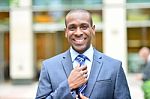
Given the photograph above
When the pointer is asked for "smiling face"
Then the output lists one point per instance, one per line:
(79, 30)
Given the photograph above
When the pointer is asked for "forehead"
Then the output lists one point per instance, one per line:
(77, 18)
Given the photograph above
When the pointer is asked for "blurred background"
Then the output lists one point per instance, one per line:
(33, 30)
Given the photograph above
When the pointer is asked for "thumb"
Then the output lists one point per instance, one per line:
(83, 97)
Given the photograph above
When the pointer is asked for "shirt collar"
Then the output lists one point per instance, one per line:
(88, 53)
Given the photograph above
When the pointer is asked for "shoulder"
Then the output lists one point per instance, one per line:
(56, 59)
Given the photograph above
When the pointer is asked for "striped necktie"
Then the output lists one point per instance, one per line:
(81, 60)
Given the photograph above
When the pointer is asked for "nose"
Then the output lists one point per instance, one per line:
(78, 32)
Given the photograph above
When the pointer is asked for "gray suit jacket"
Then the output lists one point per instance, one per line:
(106, 81)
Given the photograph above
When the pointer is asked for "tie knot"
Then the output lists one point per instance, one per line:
(81, 59)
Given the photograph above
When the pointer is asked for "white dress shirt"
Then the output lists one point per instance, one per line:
(88, 53)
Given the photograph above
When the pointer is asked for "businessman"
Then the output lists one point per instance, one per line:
(81, 72)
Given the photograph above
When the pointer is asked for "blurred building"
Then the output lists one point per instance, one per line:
(33, 30)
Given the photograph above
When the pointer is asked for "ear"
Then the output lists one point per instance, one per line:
(65, 32)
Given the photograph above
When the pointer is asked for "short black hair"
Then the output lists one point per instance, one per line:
(79, 10)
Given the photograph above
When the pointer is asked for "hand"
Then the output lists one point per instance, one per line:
(77, 77)
(82, 97)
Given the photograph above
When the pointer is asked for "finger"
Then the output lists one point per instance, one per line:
(84, 67)
(85, 75)
(83, 97)
(85, 71)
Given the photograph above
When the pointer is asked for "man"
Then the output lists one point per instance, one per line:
(64, 77)
(144, 54)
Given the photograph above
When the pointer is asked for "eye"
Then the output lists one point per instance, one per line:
(84, 27)
(72, 28)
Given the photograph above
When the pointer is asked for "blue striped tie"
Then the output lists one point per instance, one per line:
(81, 60)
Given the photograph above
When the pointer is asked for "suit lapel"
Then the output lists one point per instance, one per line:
(95, 69)
(67, 63)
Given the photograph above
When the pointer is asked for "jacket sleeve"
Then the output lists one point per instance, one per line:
(121, 86)
(45, 90)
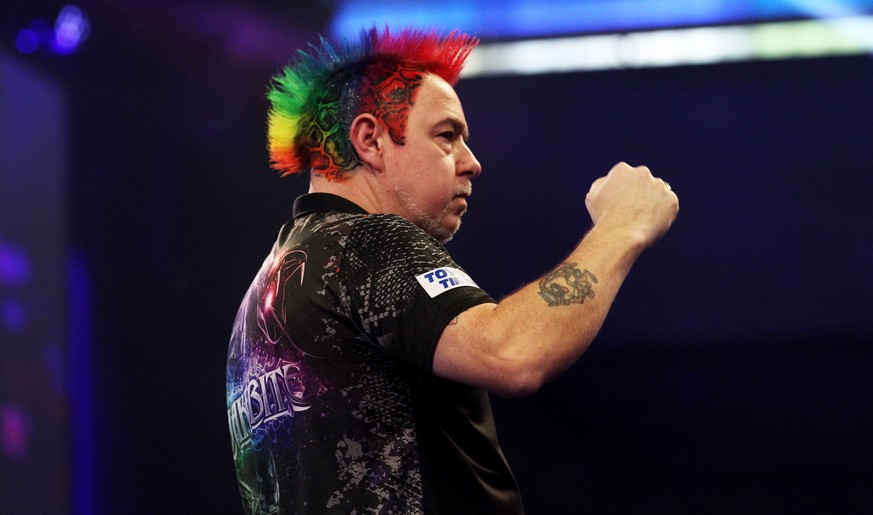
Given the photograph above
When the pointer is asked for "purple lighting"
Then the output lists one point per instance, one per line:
(71, 29)
(14, 265)
(27, 41)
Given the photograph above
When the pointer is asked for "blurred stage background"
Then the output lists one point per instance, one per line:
(733, 375)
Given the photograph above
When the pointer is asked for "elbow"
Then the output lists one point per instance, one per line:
(517, 382)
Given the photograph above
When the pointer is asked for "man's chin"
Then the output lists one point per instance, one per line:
(440, 231)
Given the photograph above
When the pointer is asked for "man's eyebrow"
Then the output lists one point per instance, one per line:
(457, 125)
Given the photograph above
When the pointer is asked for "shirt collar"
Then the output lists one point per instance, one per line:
(317, 202)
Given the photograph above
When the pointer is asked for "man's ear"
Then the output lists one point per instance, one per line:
(365, 134)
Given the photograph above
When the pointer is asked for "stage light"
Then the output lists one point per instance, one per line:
(676, 47)
(71, 29)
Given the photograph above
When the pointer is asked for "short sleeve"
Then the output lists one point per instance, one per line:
(402, 288)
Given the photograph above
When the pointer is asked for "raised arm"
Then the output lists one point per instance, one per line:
(514, 347)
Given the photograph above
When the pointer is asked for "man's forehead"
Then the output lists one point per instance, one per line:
(437, 102)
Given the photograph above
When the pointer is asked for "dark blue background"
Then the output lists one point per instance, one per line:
(733, 374)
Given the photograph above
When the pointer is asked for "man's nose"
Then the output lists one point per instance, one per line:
(468, 164)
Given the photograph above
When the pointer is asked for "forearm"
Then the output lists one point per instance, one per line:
(515, 346)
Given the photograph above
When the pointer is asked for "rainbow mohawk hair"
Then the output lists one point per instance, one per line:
(314, 100)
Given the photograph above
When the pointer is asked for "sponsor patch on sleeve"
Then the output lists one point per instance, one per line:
(440, 280)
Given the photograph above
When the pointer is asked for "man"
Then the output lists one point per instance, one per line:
(361, 355)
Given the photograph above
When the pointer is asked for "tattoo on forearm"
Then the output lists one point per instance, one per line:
(567, 285)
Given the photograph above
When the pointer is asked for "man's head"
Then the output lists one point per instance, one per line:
(315, 100)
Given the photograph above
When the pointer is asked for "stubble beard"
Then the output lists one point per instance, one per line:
(433, 226)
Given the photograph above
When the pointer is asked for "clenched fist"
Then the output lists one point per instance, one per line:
(631, 199)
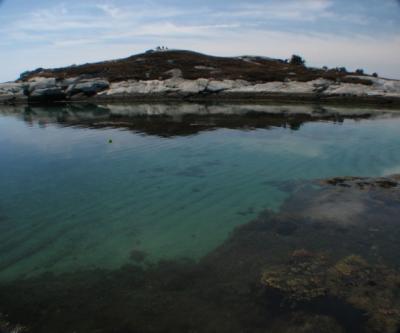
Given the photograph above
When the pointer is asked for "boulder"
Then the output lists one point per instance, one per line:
(88, 87)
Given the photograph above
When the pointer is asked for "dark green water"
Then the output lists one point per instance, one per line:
(97, 189)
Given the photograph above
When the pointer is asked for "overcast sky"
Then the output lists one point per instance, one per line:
(49, 33)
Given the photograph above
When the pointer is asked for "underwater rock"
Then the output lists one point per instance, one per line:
(371, 288)
(301, 322)
(365, 183)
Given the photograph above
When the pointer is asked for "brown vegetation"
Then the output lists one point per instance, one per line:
(155, 65)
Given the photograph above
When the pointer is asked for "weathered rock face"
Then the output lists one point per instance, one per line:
(50, 89)
(82, 88)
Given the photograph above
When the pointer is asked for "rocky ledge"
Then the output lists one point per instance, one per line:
(188, 75)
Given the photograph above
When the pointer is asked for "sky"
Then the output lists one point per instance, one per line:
(53, 33)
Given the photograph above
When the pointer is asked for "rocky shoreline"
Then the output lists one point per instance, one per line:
(77, 89)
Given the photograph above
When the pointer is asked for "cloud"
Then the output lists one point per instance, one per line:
(287, 10)
(76, 32)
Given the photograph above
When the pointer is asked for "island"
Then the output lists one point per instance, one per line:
(163, 75)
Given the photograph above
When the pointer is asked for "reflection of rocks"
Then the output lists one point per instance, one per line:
(6, 327)
(345, 281)
(348, 200)
(373, 289)
(187, 118)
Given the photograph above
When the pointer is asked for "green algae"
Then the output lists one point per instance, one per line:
(373, 289)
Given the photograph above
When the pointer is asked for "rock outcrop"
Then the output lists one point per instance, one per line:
(41, 89)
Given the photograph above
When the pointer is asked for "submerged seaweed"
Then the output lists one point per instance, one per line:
(317, 275)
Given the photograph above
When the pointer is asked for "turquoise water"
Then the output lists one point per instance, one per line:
(76, 195)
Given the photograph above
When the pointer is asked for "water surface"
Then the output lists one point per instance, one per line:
(86, 188)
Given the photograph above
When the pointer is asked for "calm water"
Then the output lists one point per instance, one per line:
(97, 188)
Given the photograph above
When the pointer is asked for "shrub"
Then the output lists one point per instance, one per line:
(297, 60)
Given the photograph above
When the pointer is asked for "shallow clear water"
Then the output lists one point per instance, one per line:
(193, 218)
(72, 199)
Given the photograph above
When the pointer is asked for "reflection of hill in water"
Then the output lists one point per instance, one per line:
(224, 291)
(188, 118)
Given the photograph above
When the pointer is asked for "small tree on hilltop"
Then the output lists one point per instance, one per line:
(297, 60)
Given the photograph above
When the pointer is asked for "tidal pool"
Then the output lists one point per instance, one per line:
(95, 197)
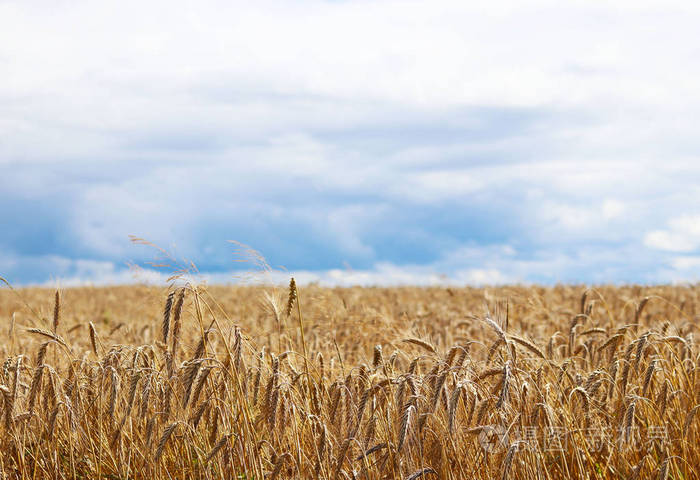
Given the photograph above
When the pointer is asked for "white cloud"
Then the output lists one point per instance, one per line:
(516, 141)
(682, 235)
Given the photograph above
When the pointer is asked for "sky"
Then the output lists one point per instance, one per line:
(351, 142)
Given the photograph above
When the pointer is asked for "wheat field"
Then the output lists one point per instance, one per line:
(263, 382)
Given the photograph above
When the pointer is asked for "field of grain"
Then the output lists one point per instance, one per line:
(191, 382)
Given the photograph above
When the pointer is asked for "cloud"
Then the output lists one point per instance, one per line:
(682, 235)
(454, 141)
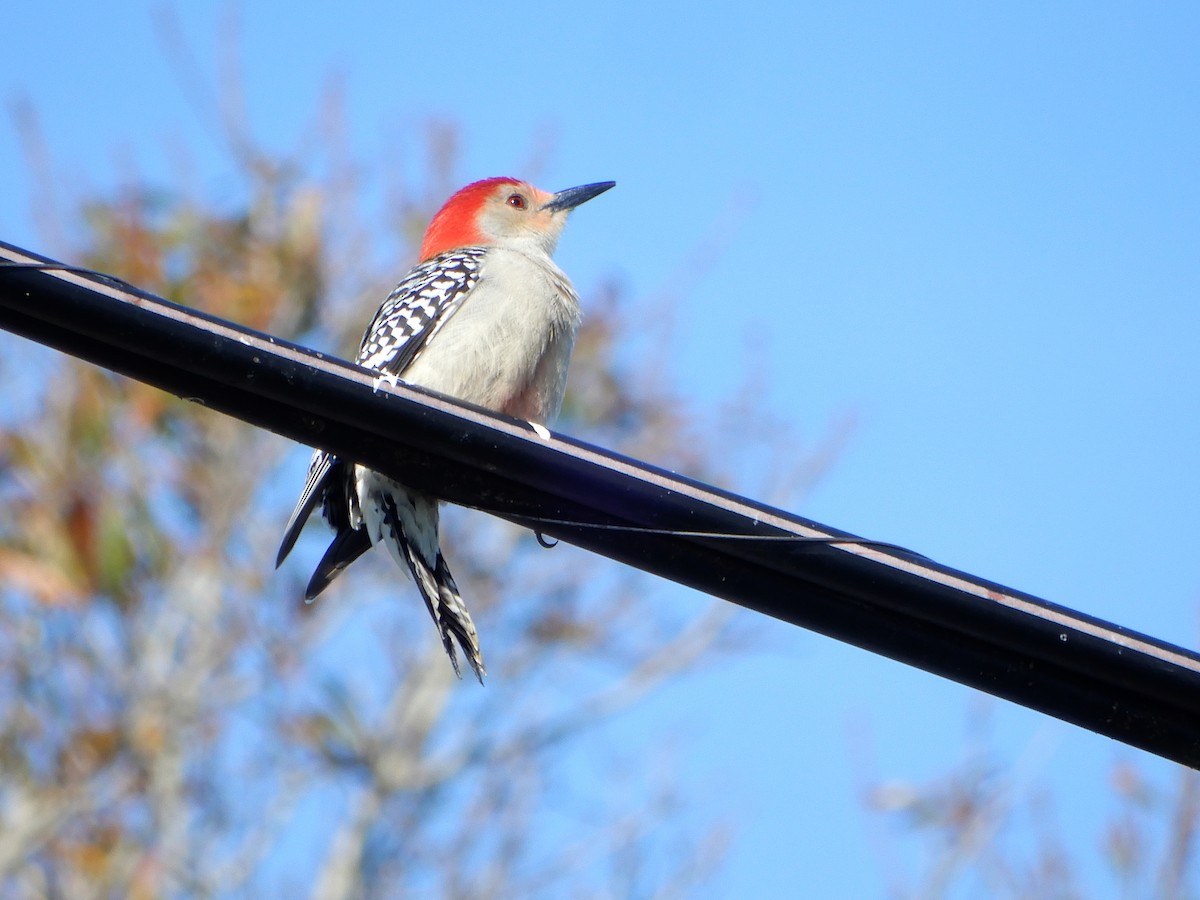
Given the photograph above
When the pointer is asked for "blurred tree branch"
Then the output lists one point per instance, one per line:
(174, 721)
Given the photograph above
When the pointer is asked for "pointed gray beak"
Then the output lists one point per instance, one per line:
(573, 197)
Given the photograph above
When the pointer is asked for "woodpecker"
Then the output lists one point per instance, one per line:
(486, 317)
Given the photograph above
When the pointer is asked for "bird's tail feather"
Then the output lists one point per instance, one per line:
(438, 589)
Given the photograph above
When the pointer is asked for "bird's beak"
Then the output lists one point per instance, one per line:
(573, 197)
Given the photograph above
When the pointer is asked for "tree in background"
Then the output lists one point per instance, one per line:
(988, 826)
(173, 720)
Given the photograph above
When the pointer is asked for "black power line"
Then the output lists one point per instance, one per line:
(1079, 669)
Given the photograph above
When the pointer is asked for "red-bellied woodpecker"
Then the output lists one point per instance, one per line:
(486, 317)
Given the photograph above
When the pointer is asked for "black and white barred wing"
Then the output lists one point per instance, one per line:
(417, 309)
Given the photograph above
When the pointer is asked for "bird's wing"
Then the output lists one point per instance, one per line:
(417, 309)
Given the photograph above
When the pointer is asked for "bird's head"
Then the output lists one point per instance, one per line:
(504, 211)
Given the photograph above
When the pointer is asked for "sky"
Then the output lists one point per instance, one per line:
(975, 228)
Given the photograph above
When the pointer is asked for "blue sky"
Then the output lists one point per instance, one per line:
(976, 227)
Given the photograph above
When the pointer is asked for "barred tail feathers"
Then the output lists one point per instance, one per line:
(408, 527)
——————
The task » Sift through the material above and copy the lines that contain the word "short".

Answer to this problem »
When the pointer is asked for "short black hair"
When the pointer is asked for "short sleeve"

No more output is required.